*Instructions for the task*
Transcribe every one of the entries that follow word for word, with no changes.

*Data records*
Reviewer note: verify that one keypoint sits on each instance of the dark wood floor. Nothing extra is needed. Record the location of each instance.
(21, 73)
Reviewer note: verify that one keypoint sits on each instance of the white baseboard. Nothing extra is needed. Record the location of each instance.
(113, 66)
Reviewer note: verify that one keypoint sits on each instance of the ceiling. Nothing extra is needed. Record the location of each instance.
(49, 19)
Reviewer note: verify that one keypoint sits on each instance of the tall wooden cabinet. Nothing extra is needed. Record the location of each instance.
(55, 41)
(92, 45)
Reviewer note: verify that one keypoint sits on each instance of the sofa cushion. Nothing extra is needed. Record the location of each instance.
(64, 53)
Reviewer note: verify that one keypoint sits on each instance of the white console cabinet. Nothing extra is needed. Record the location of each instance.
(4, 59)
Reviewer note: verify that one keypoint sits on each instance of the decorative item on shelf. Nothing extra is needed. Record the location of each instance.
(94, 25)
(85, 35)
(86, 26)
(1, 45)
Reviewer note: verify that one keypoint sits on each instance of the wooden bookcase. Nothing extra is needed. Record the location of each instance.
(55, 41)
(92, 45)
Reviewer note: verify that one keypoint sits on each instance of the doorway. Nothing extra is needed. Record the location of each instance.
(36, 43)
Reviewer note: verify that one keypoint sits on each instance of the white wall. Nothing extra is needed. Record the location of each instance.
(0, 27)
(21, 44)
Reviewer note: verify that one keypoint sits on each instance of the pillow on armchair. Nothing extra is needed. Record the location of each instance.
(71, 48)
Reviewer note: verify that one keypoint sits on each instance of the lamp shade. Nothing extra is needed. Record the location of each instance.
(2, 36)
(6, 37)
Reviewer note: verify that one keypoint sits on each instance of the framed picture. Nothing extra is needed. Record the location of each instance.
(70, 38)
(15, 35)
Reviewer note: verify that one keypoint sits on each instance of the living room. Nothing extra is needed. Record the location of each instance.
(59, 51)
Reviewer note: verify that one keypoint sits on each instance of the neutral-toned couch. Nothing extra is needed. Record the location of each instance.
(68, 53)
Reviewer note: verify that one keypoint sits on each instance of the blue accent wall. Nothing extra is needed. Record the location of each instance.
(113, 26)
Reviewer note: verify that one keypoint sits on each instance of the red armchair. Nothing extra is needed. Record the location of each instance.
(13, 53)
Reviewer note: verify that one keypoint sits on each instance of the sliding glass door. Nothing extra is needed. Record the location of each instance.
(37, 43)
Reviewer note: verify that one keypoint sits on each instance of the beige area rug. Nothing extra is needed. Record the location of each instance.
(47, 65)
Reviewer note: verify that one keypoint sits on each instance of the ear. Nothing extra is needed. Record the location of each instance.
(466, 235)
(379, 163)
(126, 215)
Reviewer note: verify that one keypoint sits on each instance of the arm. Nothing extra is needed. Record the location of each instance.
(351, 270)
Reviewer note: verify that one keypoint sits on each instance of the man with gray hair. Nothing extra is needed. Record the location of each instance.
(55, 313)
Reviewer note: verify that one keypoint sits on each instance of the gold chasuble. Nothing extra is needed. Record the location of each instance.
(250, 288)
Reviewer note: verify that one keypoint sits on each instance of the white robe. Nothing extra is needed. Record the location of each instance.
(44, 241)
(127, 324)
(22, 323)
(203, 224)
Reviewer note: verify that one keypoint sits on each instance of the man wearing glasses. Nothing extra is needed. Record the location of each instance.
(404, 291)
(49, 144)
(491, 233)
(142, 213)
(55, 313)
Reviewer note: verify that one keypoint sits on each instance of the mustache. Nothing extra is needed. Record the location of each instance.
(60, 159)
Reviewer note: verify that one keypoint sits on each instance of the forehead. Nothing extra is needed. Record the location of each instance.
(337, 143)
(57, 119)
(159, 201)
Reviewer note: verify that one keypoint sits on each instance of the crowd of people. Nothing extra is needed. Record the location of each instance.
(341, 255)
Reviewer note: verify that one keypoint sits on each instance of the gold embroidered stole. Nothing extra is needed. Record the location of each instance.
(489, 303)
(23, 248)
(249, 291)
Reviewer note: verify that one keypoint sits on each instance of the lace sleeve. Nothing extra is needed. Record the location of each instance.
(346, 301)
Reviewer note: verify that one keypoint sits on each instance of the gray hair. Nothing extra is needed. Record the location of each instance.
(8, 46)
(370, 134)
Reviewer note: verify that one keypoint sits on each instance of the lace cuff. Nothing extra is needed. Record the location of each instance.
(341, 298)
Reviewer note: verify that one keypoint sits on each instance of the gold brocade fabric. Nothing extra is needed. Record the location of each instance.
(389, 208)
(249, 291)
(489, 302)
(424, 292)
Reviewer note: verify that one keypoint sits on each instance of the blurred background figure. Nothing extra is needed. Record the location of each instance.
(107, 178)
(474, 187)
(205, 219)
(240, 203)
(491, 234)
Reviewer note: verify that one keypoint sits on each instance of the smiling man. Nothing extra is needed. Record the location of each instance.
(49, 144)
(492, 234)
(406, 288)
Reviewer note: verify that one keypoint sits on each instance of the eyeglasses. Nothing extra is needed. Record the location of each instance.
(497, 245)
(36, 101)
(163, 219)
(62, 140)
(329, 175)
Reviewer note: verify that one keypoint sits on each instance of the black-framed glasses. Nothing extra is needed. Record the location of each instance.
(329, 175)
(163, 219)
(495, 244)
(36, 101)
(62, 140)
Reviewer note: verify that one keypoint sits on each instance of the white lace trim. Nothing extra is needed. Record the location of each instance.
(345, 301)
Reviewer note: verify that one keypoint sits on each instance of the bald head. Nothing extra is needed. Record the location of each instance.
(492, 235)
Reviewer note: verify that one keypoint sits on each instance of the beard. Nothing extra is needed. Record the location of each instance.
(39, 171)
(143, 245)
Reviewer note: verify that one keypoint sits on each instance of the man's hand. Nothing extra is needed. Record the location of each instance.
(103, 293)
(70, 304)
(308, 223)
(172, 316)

*Task solution*
Reviewer note: verify that one keypoint sits on each instance of the dark wood floor. Nothing extra is needed. Record the location of each instance.
(21, 73)
Reviewer note: verify that one keypoint sits on each instance of the white baseboard. Nothing extra is needed. Record the location of each instance.
(113, 66)
Reviewer note: verify that one keypoint sits on each instance of the ceiling. Nothing extra is needed. Record the location of each instance.
(49, 19)
Reviewer note: verify that one keypoint sits on each instance of the tall wooden cabinet. Nothing extra is needed. Record the location of each instance.
(55, 41)
(92, 45)
Reviewer note: verify that one keypoint sits on each instance of the sofa cushion. Nothing extra is needed. Record the location of each instance.
(64, 53)
Reviewer note: verify that one keypoint sits on each instance of the white console cabinet. Nothing extra is needed. Record the location of each instance.
(4, 59)
Reviewer note: verify that one keypoint sits on each instance of the decorative item on shelf. Nothing extra is needed. Record the location of each instance.
(94, 25)
(85, 35)
(86, 26)
(1, 45)
Reviewer note: verify that one keypoint sits on each instance of the wooden bookcase. Nothing extra is needed. Record the location of each instance.
(55, 41)
(92, 45)
Reviewer note: verify that one keypoint sits on each instance of the doorway. Nothing extra is needed. Record the location of each instance.
(36, 43)
Reviewer note: verify that one keypoint sits on each instance of the white wall. Nothing extra is needed. Record the location of each instance.
(0, 27)
(21, 44)
Reviewer note: verify that one keypoint sits on each instance of the pillow on armchair. Nothing extra is needed. Record the location of each instance.
(71, 48)
Reviewer note: verify that one keypoint sits on each instance of the lamp shade. Nothing extra is needed. Record the location of each instance.
(2, 36)
(6, 37)
Reviewer note: verify that one keypoint sits on each instance of the framed picture. Nothing extra is needed. Record the location of each instance.
(70, 38)
(15, 35)
Reviewer note: verify that one keypoint sits on each instance of the living room. Nothing extra is needed. Record the location of each instance.
(59, 51)
Reviewer note: verify that one keypoint sits on each instance of the neutral-toned couch. Nothing extra is needed. Record the location of each instance.
(68, 53)
Reviewer note: verify that one keypoint sits on each instance of the blue accent wall. Nothing extra is needed. Record the location of each instance.
(113, 26)
Reviewer note: verify that one keypoint sits on each instance of the red armchair. Nothing extra is needed. Record the location of each instance.
(13, 53)
Reviewer note: verify that one keypoint sits on each instance of the sliding glass door. Nothing extra is needed. Record the location of each instance.
(37, 43)
Reviewer note: verify that one keypoint sits on each instance of the beige area rug. Nothing extra is needed. Record the location of each instance.
(47, 65)
Reviewer note: verify that one keypoint sits on each instance of the ear. Nothing extra is needed. Record the location of each instance.
(466, 235)
(379, 163)
(126, 215)
Reviewer note: verify that one keypoint sits on each instance of the arm. Nothing extra is needed. Record the location of each instance.
(351, 270)
Reviewer note: verify that one keypoint sits on each instance of the man with gray hair. Nothing extra is needed. Record the location of each instance.
(55, 313)
Reviewer note: verify that one keypoint sits on each instance of the gold chasuble. Nothing extra is needed. Record the location of each instance.
(250, 288)
Reviewer note: verify that one keypoint sits on each instance of the white robe. Nothing extra is needed. Record the location of each instance.
(44, 241)
(127, 324)
(22, 323)
(203, 224)
Reviewer note: verify that one keypoint sits on each instance of the man wearing glasses. Nothing extra is needed. Record the location of each instance.
(404, 291)
(49, 144)
(491, 233)
(142, 213)
(55, 313)
Reviewer note: verify that one keypoint sits on each instance of the mustache. Nothing extra is needed. Record the location of each instance.
(60, 159)
Reviewer note: verify that one keypoint sits on each instance of the forehead. Nothing extra is needed. Record the location of each instance.
(337, 143)
(57, 119)
(159, 201)
Reviewer note: verify that one keypoint sits on each instance of the crowd of people. Nothing extra is needed. Record the location of each instance.
(341, 255)
Reviewer note: verify that one keypoint sits on each instance of the gold embroidered stole. Nothing extra is needed. Record the location of each instance.
(489, 303)
(23, 248)
(249, 291)
Reviewer note: verify that one keypoint sits on each instance of the lace sleeve. Nothing extra is needed. Record the location of each instance.
(346, 301)
Reviewer note: verify that one keypoint sits on each instance of the gray hair. Nothing extra is needed. Record the location of each instance.
(8, 46)
(370, 134)
Reviewer note: verify that one keypoint sits on each instance of the lace cuff. Nothing extra is needed. Record the location of each instance.
(341, 298)
Reviewer note: verify that one keypoint sits on each instance of the gold brocade fabric. Nothing extra is needed. Record the location of each instance.
(389, 208)
(249, 291)
(489, 302)
(424, 292)
Reviewer note: verify that one keypoint sits on each instance of the blurred background figure. Nothing extra is needed. Record the location of each instance.
(107, 178)
(474, 187)
(205, 219)
(240, 203)
(491, 234)
Reviewer note: verify that one keypoint sits on each instance of the smiling man. Nothing extra is needed. Record the location of each instance.
(49, 144)
(492, 234)
(406, 288)
Reviewer note: verify that one keypoint sits on each instance of the eyeglasses. Nothing extra is needed. Record the location of each instance.
(497, 245)
(36, 101)
(163, 219)
(62, 140)
(329, 175)
Reviewer note: verify that one keypoint sits on each instance of the black-framed glasses. Nothing extra is needed. Record the location of each instance.
(329, 175)
(163, 219)
(495, 244)
(36, 101)
(62, 140)
Reviewer note: verify that one keypoint sits on each instance of the white lace trim. Nothing extra is needed. Record the location of each instance.
(345, 301)
Reviewer note: verify that one keypoint sits on each instance of the bald head. Nothing extra is needed. Record the location of each instance.
(492, 235)
Reviewer note: verify that one keypoint sits on each instance of the beard. Nothing extra is needed. Record the location of each instance.
(39, 171)
(143, 245)
Reviewer note: verify that one keypoint sits on each instance of the man's hand. Nothing extra is needed. Record the location of each instance.
(103, 293)
(70, 304)
(308, 223)
(172, 316)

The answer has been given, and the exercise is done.